Exercise aim: Count how many lines in the items below contain the string "grain", treating uppercase and lowercase as different, and reply with only that number.

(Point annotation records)
━━━━━━━━━━━━━━━━━━━━

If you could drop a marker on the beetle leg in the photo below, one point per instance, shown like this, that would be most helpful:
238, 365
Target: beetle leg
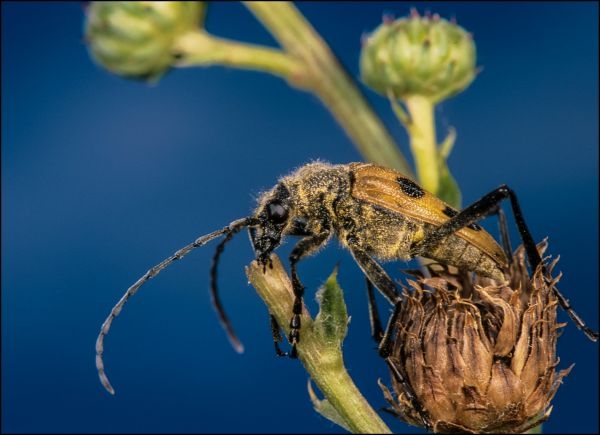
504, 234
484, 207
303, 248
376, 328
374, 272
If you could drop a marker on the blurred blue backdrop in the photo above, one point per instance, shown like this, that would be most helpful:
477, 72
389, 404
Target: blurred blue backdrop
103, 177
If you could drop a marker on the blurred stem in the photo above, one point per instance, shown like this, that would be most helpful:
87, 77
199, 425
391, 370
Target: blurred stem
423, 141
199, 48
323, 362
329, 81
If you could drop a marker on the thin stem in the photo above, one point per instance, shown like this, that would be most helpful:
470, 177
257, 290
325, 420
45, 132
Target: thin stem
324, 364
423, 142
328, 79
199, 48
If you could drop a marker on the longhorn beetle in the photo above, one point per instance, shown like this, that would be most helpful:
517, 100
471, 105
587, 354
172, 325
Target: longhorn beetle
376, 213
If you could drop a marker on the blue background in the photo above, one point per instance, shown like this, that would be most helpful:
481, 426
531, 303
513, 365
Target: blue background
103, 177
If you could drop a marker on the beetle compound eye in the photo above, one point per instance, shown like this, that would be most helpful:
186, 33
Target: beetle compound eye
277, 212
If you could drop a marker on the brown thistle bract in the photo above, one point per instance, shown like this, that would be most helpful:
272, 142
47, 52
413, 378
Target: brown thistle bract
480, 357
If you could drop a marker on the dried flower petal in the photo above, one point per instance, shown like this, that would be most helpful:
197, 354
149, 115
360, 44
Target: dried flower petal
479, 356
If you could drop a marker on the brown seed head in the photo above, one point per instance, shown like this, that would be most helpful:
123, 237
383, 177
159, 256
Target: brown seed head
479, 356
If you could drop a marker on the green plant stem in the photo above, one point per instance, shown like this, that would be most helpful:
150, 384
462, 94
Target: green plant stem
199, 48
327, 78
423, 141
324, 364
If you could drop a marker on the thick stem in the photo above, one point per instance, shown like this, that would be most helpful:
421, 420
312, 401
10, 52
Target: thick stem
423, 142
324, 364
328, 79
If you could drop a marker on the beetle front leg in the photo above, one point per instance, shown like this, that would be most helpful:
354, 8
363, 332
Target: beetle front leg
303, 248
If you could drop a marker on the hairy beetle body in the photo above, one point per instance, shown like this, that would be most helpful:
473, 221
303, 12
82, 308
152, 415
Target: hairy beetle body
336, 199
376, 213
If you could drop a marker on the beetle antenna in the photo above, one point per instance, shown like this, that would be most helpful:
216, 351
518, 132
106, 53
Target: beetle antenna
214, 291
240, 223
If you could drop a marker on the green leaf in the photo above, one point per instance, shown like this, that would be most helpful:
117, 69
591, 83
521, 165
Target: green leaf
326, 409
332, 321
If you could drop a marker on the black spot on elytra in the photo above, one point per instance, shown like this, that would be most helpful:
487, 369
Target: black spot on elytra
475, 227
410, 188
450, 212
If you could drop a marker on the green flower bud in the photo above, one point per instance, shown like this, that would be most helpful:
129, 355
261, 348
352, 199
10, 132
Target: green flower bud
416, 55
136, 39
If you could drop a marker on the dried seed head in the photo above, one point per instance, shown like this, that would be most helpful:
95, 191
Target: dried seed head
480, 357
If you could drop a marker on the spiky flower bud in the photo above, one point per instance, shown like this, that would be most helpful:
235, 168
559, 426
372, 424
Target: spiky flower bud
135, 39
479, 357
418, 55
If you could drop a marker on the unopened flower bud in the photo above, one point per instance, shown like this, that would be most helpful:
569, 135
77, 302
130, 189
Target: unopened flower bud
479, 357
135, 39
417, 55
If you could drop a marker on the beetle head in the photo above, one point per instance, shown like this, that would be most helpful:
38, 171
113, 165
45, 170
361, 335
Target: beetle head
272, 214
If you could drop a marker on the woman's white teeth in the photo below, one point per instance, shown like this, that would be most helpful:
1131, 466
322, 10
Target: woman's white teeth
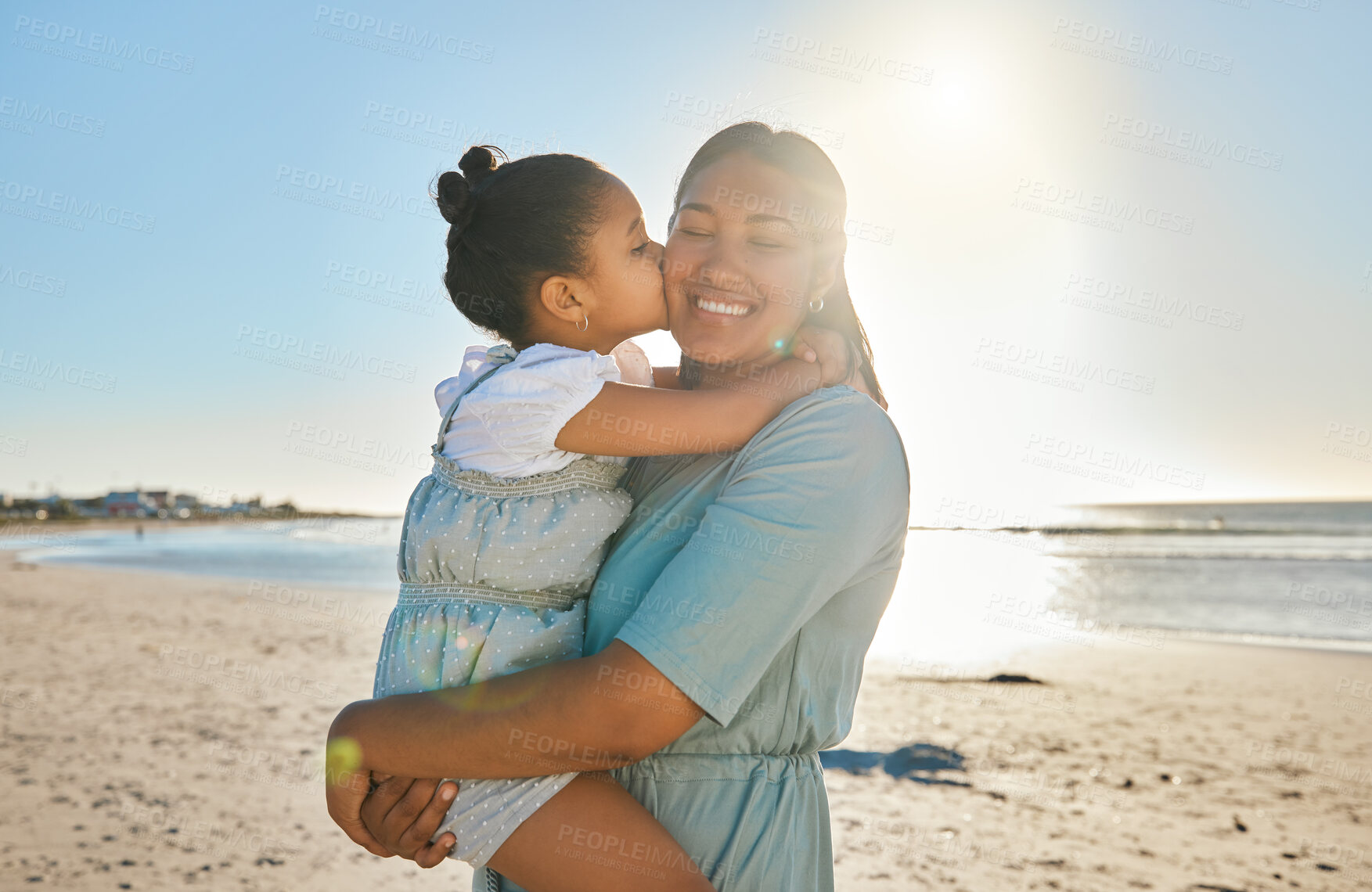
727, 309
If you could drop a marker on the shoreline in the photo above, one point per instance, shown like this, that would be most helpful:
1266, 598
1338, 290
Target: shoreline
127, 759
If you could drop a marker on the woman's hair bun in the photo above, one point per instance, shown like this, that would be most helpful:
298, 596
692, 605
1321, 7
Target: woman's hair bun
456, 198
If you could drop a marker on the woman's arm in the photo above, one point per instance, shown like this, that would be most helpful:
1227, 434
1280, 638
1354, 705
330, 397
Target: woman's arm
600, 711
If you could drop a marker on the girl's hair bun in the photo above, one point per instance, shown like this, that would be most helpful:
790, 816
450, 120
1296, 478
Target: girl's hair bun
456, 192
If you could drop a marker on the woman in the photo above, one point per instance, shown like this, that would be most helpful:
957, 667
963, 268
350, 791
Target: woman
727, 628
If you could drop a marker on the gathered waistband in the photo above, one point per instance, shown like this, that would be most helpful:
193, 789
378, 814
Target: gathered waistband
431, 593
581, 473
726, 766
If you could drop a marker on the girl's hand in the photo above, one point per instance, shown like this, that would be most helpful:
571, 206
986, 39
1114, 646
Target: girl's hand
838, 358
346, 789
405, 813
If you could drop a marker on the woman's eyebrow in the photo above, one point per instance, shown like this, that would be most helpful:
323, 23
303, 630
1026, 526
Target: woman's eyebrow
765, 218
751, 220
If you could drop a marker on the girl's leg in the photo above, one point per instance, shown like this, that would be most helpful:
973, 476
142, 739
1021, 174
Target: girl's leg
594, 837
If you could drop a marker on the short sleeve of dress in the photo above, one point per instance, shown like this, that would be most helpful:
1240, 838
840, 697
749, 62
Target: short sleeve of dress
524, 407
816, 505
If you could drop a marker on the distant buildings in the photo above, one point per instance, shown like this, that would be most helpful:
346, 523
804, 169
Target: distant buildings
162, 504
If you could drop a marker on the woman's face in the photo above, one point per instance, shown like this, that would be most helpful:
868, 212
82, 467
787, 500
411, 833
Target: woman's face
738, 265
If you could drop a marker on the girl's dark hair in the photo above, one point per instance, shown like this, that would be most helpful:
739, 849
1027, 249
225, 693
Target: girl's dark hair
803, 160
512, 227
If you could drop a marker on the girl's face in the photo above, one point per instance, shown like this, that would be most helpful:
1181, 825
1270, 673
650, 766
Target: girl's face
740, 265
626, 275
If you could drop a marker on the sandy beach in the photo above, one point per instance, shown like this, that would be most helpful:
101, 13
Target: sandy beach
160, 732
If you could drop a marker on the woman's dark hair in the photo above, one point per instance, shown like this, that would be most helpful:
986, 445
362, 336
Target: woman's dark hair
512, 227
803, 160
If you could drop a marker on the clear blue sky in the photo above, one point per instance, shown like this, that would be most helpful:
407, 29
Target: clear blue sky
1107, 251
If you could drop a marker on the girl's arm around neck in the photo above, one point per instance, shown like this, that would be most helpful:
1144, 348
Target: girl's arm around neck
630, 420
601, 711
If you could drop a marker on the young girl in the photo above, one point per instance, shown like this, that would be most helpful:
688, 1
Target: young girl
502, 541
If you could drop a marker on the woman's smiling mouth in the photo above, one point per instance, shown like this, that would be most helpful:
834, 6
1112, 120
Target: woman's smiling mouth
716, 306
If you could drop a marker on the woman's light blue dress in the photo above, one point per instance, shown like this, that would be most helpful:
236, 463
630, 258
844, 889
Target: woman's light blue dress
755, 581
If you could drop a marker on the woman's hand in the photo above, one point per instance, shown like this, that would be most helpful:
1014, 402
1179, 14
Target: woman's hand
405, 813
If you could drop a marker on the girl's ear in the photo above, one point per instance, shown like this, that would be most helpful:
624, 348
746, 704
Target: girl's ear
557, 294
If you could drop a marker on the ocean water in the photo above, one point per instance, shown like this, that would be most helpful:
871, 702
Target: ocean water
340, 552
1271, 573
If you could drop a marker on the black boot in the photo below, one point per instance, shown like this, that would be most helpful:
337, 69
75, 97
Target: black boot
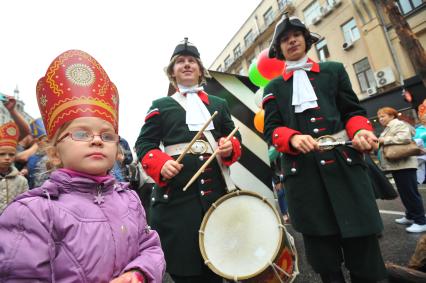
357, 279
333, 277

━━━━━━━━━━━━━━━━━━━━

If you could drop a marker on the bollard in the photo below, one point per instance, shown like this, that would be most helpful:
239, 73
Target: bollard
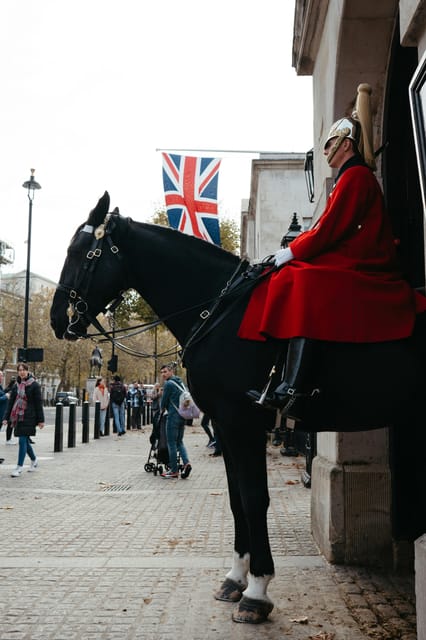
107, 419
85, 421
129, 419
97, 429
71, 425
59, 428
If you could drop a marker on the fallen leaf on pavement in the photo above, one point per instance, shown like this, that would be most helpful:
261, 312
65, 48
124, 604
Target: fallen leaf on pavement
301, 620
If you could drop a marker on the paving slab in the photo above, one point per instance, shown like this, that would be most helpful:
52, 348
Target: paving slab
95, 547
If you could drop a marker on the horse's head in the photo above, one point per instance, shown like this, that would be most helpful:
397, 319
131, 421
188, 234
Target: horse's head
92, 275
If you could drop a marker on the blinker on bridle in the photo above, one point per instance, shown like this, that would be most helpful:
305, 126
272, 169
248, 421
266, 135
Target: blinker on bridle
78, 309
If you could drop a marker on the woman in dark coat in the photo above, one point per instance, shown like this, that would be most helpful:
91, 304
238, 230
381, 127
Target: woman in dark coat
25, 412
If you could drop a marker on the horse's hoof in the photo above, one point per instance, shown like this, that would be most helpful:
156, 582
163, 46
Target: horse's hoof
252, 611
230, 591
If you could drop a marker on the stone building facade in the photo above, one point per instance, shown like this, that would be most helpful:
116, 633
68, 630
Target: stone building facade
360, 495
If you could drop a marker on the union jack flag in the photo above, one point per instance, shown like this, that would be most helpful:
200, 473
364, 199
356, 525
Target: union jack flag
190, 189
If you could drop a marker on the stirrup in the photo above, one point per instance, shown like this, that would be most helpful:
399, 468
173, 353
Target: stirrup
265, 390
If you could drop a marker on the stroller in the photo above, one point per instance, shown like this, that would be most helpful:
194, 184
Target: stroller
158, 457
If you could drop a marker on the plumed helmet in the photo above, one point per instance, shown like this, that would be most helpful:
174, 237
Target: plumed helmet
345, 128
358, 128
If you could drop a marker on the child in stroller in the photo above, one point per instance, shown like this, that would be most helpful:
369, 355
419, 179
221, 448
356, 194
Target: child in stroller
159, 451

━━━━━━━━━━━━━━━━━━━━

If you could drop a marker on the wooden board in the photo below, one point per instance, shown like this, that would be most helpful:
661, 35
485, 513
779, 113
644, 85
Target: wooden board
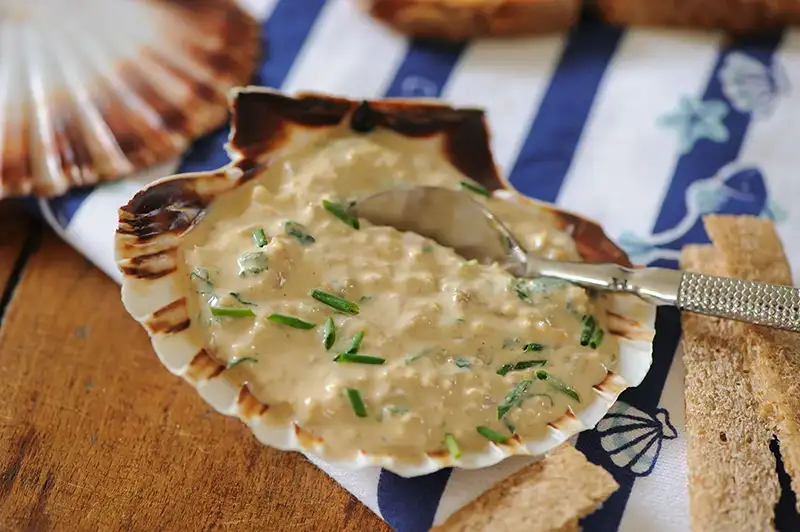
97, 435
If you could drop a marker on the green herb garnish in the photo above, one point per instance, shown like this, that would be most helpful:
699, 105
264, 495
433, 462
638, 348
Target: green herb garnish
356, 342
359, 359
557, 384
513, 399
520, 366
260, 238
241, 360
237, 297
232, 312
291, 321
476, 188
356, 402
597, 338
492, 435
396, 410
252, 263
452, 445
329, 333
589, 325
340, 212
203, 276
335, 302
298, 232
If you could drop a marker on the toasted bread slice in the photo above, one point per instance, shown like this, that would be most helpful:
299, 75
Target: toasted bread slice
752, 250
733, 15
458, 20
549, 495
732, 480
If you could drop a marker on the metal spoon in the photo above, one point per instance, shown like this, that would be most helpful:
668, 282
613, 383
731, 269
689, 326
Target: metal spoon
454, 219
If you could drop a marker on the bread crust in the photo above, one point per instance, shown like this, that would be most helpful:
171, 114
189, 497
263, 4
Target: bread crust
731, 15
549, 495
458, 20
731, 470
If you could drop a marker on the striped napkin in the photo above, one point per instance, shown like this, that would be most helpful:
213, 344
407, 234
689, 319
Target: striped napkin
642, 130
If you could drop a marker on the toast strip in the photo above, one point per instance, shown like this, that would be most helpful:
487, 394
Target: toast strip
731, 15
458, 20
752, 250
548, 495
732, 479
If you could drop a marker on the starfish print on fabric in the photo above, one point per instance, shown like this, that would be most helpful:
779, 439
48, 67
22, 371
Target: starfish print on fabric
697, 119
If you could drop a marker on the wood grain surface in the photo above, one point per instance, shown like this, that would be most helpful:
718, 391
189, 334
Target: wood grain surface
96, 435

━━━━━━━━━━━━━━━━━━━━

Full response: 2